*** TEXTE DE L'EXERCICE ***

Des ailes suivi de Nocturne des statues, Patrice Maltaverne (par Murielle Compère-Demarcy)
Des ailes suivi de Nocturne des statues, Patrice Maltaverne, Z4 Editions, août 2019, 128 pages, 14 €
Le poète-éditeur (des éditions Le Citron Gare et du poézine Traction-Brabant) nous donne Des ailes dans le premier volet de cet opus publié chez Z4 dans la collection Les 4 saisons, dirigée par Pierre Lepère. Des ailes pour nous offrir un voyage au bout de la vie dans la dimension de l’actrice Dominique Laffin, décédée à l’âge de 33 ans, trop occultée aujourd’hui. Voyage au bout de la nuit : de la vie, tant cette actrice portait la vitalité à l’acmé de la perplexité véhémente. Les vers arythmonymes du poète Maltaverne, contrainte formelle en clin d’œil à la poésie d’Ivar Ch’Vavar (Pierre Ivart), forment le cadre de ces poèmes d’où l’Infini s’ébat à la fenêtre des mots, d’où le lecteur joue l’aventure mémorielle sur l’écran personnel des souvenirs (on demeure toujours nostalgique des films qui ont marqué le cinéma de notre vie) ou de l’imaginaire tiré par la manche pour prendre l’envol. Celui-ci est pris sans hésitation. Il suffit d’ailleurs de revoir l’un des entretiens avec l’actrice que nous offre encore de visionner Internet pour être aussitôt en phase avec le voyage que nous déroulent ici les mots de Patrice Maltaverne, embarqués sur les ailes d’un destin singulier, fatal.
L’hommage rendu par Maltaverne à l’actrice, qui tient sa force de la densité du texte traversé d’une émotion qui court entre les lignes, s’apprivoise comme la présence de Dominique Laffin s’approchait sans être atteinte définitivement. « Spéléologue des abysses affectifs » (Revue Le Cinématographe, 1980), l’actrice rayonnait par la complexité de sa présence mystérieuse, gracieuse et ardente à la fois. Un esprit d’indépendance au-delà des convictions et persuasions systématiques que les mots de Patrice Maltaverne font ressurgir dans toute sa beauté ciselée de contradictions et de vitalité fragile. « Quelques petites contraintes formelles tentent (…) d’assembler le chaos et fatalement, le font mieux ressortir », précise la quatrième de couverture. « Chaos », « fatalement », ces mots résonnent à l’image de l’actrice Dominique Laffin dont le nom ou le prénom est enchâssé en milieu de poème, à chaque dix-septième vers de chaque poème constitué de 33 vers (33 comme l’âge où l’actrice prit son envol pour nous quitter). « Dernière osmose mortelle initiée dans la nature inquiète qu’unit l’émoi », lit-on ainsi par exemple, chant/chambre noir(e) intérieur(e) développant chaque lettre du prénom Dominique. Oiseau fragile insaisissable, « un déplacement d’air rapide comme un œil dans une caméra» (l’actrice nous a laissé le souffle de son passage dans les films Dites-lui que je l’aime de Claude Miller, La Femme qui pleure de Jacques Doillon, entre autres jusqu’en 1984), Dominique Laffin traverse les erres indéfinissables de ces textes avec la fulgurance frêle d’une présence mystérieuse qui brûle dans le ciel obscur de nos certitudes encombrées du confort des idées reçues assises, défaillantes en leur incapacité à se remettre en question, se renouveler, à savoir aller « dans la voie contraire » (D. Laffin). La partition Des ailes s’ouvre sur l’espace « comme s’il s’agissait à chaque reprise d’une étendue nouvelle », où la poigne d’une envie folle de liberté nous saisit par le poignet et tire notre marche en avant afin d’aller « brasser la ville vierge » dans les pas de l’actrice, suivre son « mirage », sa trace, sa silhouette, sa voix, cigale silencieuse de la nuit où se croisent nos solitudes, suivre encore :
« un appel démoniaque à ne pas croupir dans ce cloaque
à ne pas finir emprisonné avec pourtant de quoi arborer
des barreaux crispés sur le visage il est plus joli
de continuer à respirer vite avec quelque chose de gênant
d’écrasé dans la figure (…) »

***

PRÉSENTATION DE L'EXERCICE: Selon la critique de Des ailes, à quel vers de chaque poème figure le nom ou le prénom de Dominique Laffin ? Répondez en une phrase, s'il vous plaît.

*** INFORMATIONS FOURNIES ***

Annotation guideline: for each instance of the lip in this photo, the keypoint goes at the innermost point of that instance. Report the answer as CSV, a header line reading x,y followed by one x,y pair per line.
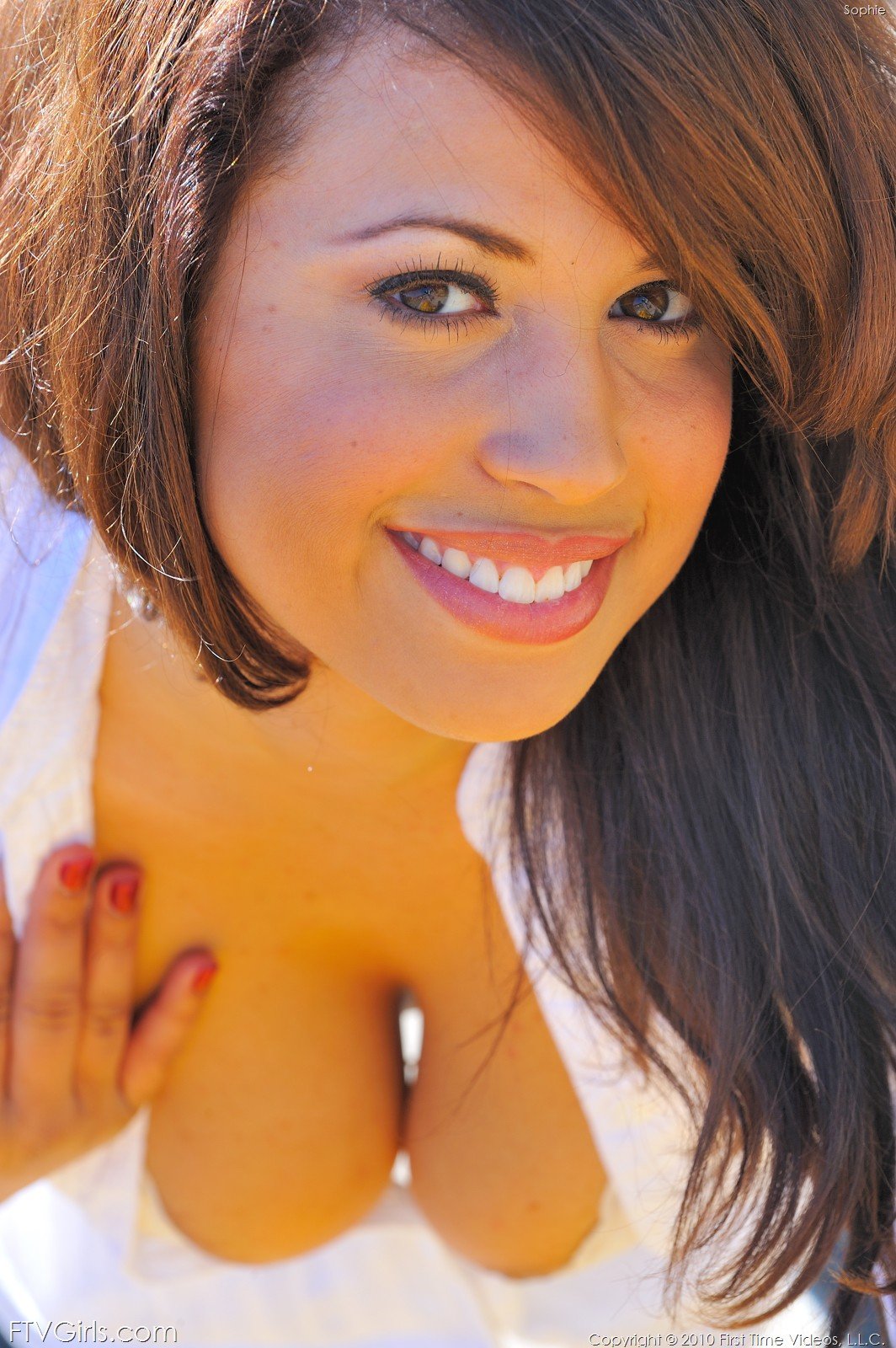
x,y
536,552
530,624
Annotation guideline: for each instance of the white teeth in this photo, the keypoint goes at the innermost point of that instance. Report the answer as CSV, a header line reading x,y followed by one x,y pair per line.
x,y
573,576
550,586
456,563
430,549
484,575
518,586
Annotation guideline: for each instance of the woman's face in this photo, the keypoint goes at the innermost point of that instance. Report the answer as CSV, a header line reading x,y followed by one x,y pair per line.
x,y
527,382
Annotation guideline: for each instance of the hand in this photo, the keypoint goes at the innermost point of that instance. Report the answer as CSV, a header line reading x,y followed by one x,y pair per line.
x,y
73,1067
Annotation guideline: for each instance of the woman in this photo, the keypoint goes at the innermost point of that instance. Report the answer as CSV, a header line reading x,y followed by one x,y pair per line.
x,y
493,406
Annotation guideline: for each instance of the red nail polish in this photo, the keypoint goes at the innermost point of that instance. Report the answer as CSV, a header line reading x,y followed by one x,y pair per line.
x,y
73,874
125,893
204,977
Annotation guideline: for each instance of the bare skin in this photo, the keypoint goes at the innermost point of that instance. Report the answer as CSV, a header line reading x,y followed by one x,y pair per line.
x,y
316,941
323,896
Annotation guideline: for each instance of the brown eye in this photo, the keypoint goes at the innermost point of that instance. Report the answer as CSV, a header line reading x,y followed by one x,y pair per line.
x,y
647,302
426,300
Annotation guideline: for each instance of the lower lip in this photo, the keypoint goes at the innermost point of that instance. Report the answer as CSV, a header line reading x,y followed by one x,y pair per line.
x,y
531,624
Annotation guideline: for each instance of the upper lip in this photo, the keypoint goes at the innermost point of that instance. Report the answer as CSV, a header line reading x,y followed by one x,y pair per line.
x,y
525,549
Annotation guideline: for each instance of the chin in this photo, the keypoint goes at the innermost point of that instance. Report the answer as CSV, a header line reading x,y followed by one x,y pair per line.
x,y
484,723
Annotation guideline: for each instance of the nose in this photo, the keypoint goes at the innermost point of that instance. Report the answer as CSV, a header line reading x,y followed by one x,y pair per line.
x,y
556,421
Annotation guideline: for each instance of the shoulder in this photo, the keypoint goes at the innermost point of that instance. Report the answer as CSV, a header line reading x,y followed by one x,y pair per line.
x,y
42,546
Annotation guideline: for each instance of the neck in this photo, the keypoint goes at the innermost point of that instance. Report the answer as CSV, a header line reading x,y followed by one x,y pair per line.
x,y
333,741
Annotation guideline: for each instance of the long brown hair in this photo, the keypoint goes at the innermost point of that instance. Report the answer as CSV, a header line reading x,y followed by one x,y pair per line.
x,y
728,786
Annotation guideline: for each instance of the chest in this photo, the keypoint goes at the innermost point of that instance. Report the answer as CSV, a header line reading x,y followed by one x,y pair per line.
x,y
282,1116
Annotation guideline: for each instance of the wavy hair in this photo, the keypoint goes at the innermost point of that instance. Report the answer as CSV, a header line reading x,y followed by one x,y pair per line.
x,y
728,785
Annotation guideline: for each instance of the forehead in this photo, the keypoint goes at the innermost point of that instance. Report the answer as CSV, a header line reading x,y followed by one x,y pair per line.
x,y
397,127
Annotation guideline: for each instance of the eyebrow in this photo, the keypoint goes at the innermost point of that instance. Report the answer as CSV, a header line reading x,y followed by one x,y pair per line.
x,y
492,242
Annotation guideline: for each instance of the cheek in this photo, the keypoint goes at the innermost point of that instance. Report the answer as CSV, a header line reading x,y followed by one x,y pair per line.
x,y
300,456
680,445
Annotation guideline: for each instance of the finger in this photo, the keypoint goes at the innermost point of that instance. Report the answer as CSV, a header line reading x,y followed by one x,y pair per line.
x,y
7,964
47,986
163,1028
108,986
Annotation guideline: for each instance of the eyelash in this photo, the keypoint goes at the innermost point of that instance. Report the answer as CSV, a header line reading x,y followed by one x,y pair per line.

***

RÉPONSE À L'EXERCICE: Le nom ou le prénom de Dominique Laffin figure au dix-septième vers de chaque poème, qui compte 33 vers.